The inverter 26 converts the DC electric power of the main battery 3 to an AC electric power, and then supplies the AC electric power to the M/G 22 in order to execute the M/G 22 under the control of the instruction transferred from the M/G ECU 16. Further, when receiving the instruction transferred from the M/G ECU 16, the inverter 26 controls the operation of the M/G 22 which acts as the generator. Still further, the inverter 26 converts the generated electric power by the M/G 22 to a DC electric power and supplies the DC electric power to the main battery 3. The main battery 3 receives and charges the DC electric power supplied from the inverter 26.

In the hybrid vehicle 1 as shown in FIG. 1, a plus terminal (as a positive terminal) of the main battery 3 is electrically connected to an electric power line 94a through a relay 5a whose on/off operation is controlled by the HVECU 10. The electric power line 94a is electrically connected to the inverter 26 and the DC/DC converter 24. A minus terminal (as a negative terminal) of the main battery 3 is an electric power line 94b through a relay 5b. The HVECU 10 controls on/off operation of the relay 5b. When the HVECU 10 controls so that both the relays 5a and 5b enter ON, the electric power of the main battery 3 is supplied to the inverter 26 and the DC/DC converter 24.

A voltage sensor 6 is mounted on the electric power line 94a that is electrically connected to the positive terminal of the main battery 3. The voltage sensor 6 detects a voltage (high voltage) of the positive terminal of the main battery 3. A voltage sensor 7 is further mounted on an electric power line 90 that is electrically connected to a positive terminal of the auxiliary battery 4. The voltage sensor 7 detects a voltage (high voltage) of the positive terminal of the auxiliary battery 4. Still further, a current sensor 8 is mounted on an electric power line 92 through which the DC/DC converter 24 is electrically connected to the positive terminal of the auxiliary battery 4. The current sensor 8 measures the magnitude of a current flowing from the main battery 3 to the auxiliary battery 4 through the DC/DC converter 24 and also measures the magnitude of a current to be supplied from the auxiliary battery 4 into each ECU such as the HVECU 10, the navigation ECU 12, the immobiliser ECU 14, and the M/G ECU 16.

The HVECU 10 receives detection signals and control signals transferred from the voltage sensors 6, 7 and the current sensor 8.

The navigation ECU 12 and the immobiliser ECU 14 are mounted on the hybrid vehicle 1 according to the first embodiment of the present invention. The navigation ECU 12 controls the navigating function of the hybrid vehicle 1. The immobiliser ECU 12 controls the operation of an electronic engine lock device (hereinafter, referred to as “an immobiliser”). Through an in-vehicle LAN 80 (local area network) in the hybrid vehicle 1, the HVECU 10, the navigation ECU 12, the immobiliser ECU 14, and the M/G ECU 16 are communicated to each other. Each of those ECUS 10, 12, 14, and 16 is equipped with one or more microcomputer, and at least a rewritable nonvolatile memory, that are omitted from the drawings.

#### DATA BLOCK:
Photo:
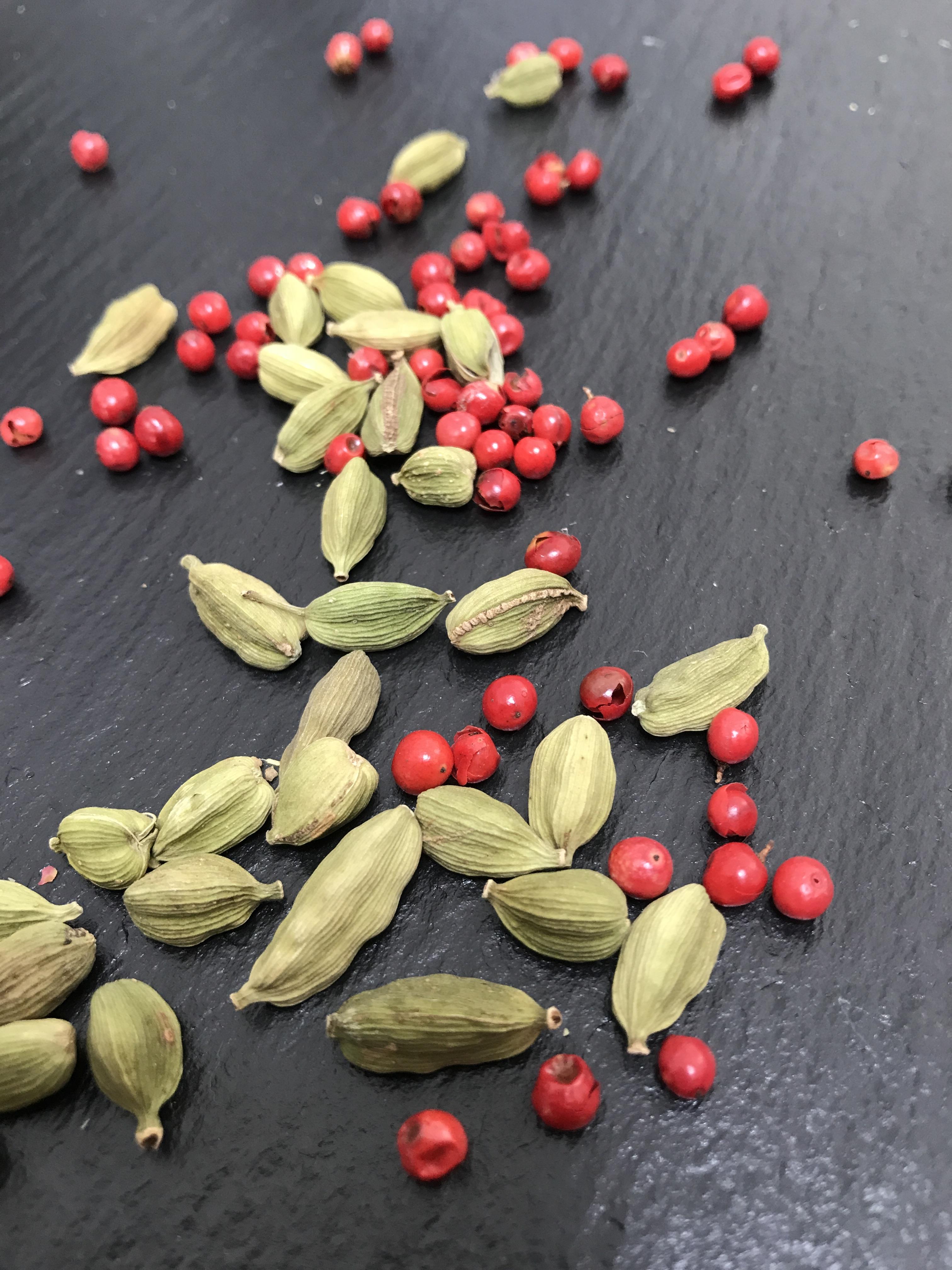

#### EXERCISE PROMPT:
Repeat the part of the hybrid vehicle text between "The HVECU 10 receives" and "from the drawings.", inclusive, substituting "route guidance function" for "navigating function".

#### ANSWER FOR THIS EXERCISE:
The HVECU 10 receives detection signals and control signals transferred from the voltage sensors 6, 7 and the current sensor 8.

The navigation ECU 12 and the immobiliser ECU 14 are mounted on the hybrid vehicle 1 according to the first embodiment of the present invention. The navigation ECU 12 controls the route guidance function of the hybrid vehicle 1. The immobiliser ECU 12 controls the operation of an electronic engine lock device (hereinafter, referred to as “an immobiliser”). Through an in-vehicle LAN 80 (local area network) in the hybrid vehicle 1, the HVECU 10, the navigation ECU 12, the immobiliser ECU 14, and the M/G ECU 16 are communicated to each other. Each of those ECUS 10, 12, 14, and 16 is equipped with one or more microcomputer, and at least a rewritable nonvolatile memory, that are omitted from the drawings.